Update the lines from the one containing "Shelf-audit tool: tag the vegetation" through the end of the records by changing "planogram checker" to "stock checker" and leaving everything else unchanged. Leave the pictures out of your answer.

□ □ □ □ □ □ □

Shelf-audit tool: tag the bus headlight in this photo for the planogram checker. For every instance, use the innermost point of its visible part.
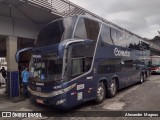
(60, 101)
(51, 94)
(62, 91)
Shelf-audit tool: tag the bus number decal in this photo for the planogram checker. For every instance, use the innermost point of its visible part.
(121, 53)
(80, 87)
(79, 96)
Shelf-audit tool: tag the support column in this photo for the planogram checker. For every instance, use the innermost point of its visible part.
(12, 67)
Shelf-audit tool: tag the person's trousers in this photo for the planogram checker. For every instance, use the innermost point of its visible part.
(25, 91)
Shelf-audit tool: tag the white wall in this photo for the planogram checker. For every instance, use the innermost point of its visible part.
(13, 27)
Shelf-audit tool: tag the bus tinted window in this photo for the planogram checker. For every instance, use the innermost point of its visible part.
(105, 35)
(109, 66)
(56, 32)
(87, 29)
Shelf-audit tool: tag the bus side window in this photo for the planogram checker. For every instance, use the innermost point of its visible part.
(80, 65)
(105, 35)
(77, 67)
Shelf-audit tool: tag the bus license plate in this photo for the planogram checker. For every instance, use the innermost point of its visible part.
(39, 101)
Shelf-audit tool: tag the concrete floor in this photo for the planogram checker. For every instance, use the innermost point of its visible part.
(139, 97)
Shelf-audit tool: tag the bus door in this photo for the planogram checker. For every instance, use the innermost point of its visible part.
(81, 73)
(23, 58)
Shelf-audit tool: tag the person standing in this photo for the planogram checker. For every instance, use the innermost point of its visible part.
(4, 74)
(25, 78)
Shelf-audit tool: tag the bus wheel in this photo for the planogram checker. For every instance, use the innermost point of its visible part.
(141, 78)
(113, 88)
(100, 93)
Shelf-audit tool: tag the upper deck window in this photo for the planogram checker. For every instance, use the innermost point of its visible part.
(87, 29)
(56, 32)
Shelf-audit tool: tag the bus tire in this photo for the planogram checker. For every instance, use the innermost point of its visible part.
(141, 78)
(100, 93)
(112, 88)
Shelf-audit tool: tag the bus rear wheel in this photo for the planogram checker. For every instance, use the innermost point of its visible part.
(112, 89)
(100, 93)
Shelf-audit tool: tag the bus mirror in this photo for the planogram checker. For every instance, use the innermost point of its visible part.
(122, 63)
(88, 42)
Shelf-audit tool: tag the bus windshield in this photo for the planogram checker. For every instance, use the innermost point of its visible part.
(56, 32)
(46, 67)
(156, 61)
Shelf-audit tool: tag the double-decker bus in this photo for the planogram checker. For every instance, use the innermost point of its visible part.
(155, 67)
(79, 58)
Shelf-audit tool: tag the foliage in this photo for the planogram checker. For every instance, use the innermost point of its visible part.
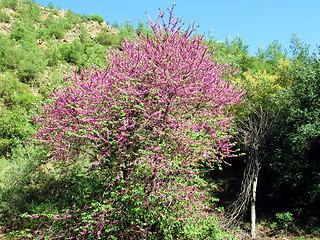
(4, 17)
(300, 131)
(14, 129)
(96, 18)
(72, 52)
(285, 219)
(142, 125)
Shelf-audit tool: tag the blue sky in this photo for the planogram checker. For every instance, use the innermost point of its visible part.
(259, 22)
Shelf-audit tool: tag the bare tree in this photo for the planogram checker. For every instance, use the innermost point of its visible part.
(253, 138)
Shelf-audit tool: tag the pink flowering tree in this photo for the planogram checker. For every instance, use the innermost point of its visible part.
(144, 125)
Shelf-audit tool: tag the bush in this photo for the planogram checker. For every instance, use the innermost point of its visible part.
(139, 129)
(15, 93)
(108, 39)
(15, 128)
(4, 17)
(72, 52)
(10, 53)
(96, 18)
(32, 64)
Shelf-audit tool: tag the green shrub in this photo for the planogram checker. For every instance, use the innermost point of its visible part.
(107, 38)
(72, 52)
(10, 53)
(15, 93)
(23, 31)
(285, 220)
(12, 4)
(4, 17)
(32, 63)
(20, 183)
(96, 17)
(56, 31)
(15, 128)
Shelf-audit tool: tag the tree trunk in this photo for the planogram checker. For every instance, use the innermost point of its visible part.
(253, 207)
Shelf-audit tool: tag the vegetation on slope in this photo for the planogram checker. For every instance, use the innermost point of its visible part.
(40, 46)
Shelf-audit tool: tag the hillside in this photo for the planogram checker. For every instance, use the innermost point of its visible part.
(142, 136)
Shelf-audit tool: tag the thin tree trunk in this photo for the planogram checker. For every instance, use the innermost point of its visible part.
(253, 207)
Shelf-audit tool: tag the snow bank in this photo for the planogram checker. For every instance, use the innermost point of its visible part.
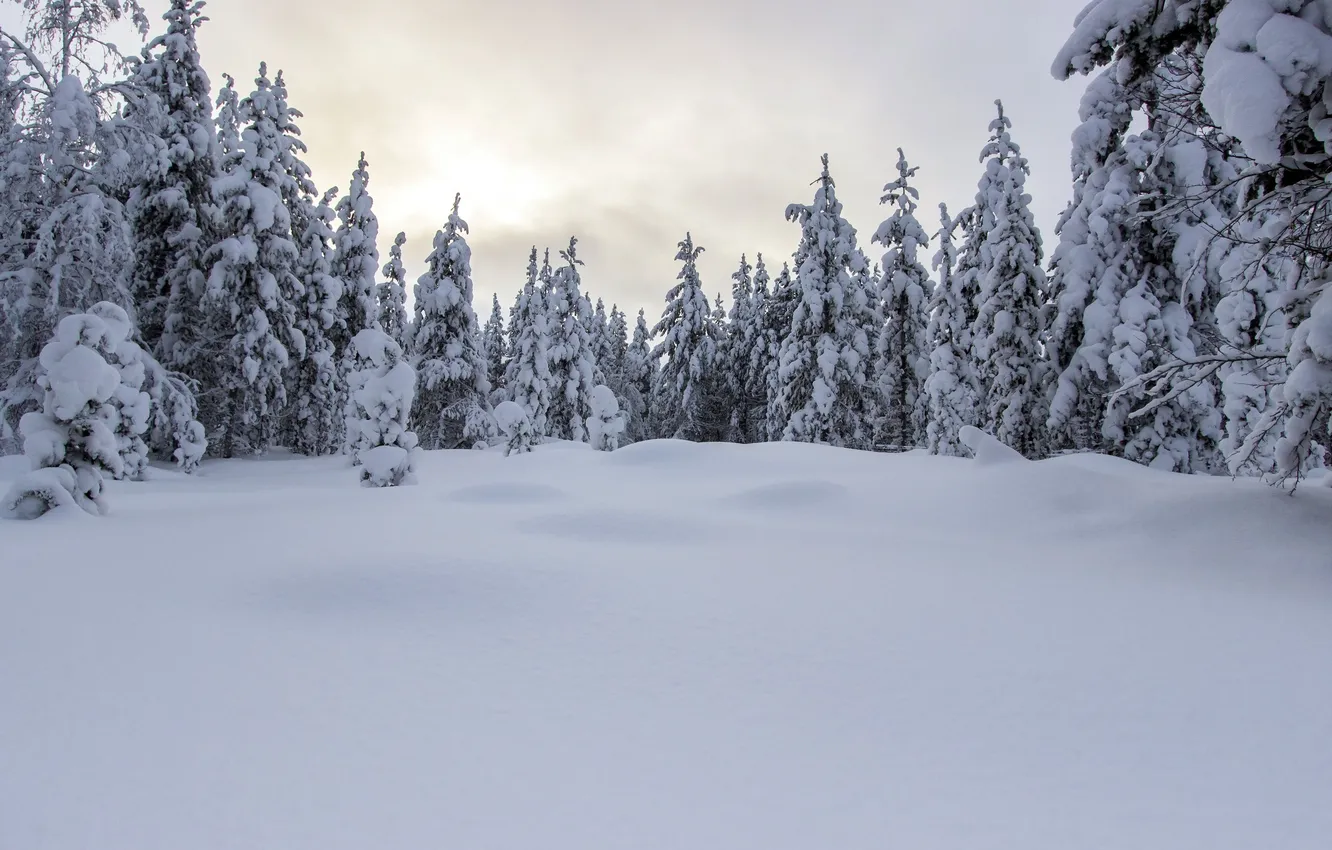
(671, 645)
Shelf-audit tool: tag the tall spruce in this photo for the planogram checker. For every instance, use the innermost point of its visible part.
(903, 353)
(452, 372)
(528, 373)
(392, 297)
(682, 403)
(252, 283)
(823, 372)
(950, 391)
(1010, 287)
(171, 207)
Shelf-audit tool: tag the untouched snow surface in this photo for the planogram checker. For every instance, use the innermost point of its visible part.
(670, 646)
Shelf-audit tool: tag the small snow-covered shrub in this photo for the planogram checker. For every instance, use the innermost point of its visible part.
(382, 389)
(176, 430)
(516, 424)
(40, 492)
(606, 421)
(132, 404)
(92, 416)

□ □ □ □ □ □ □

→ **Expected answer**:
Shelf-audit tool: tag the vegetation on slope in this photo for the stock checker. For every instance, use the innermost point of its visible part.
(40, 46)
Shelf-audit tool: tag the hillside in this photo for the stock checker. For every instance, use the innermost point of its visible part.
(142, 136)
Shelf-audit tool: tag the thin tree trunk in this photo for the stock checker. For every instance, use the innermost point of its visible part.
(253, 207)
Shelf-audit tool: tag the snow bank in this photo for the stock checker. For every instance, use the innermost point of its visible part.
(671, 645)
Shelf-audit tool: tag the tall spruce in this photo for the stock checker. For every instance, use the innermost point of its visible part.
(903, 353)
(452, 372)
(528, 373)
(392, 297)
(682, 403)
(252, 283)
(823, 372)
(950, 391)
(1010, 287)
(171, 207)
Shelf-audit tool: tag the untouched snow surface in this photo for the stock checker. For every instance, use the innermost point of its visible part.
(670, 646)
Shelf-audit tool: tag the small snow-covered shrub in this photo for the stock checker. For every instance, use the innermost point of its visible part.
(382, 389)
(176, 430)
(516, 424)
(40, 492)
(606, 421)
(132, 404)
(92, 416)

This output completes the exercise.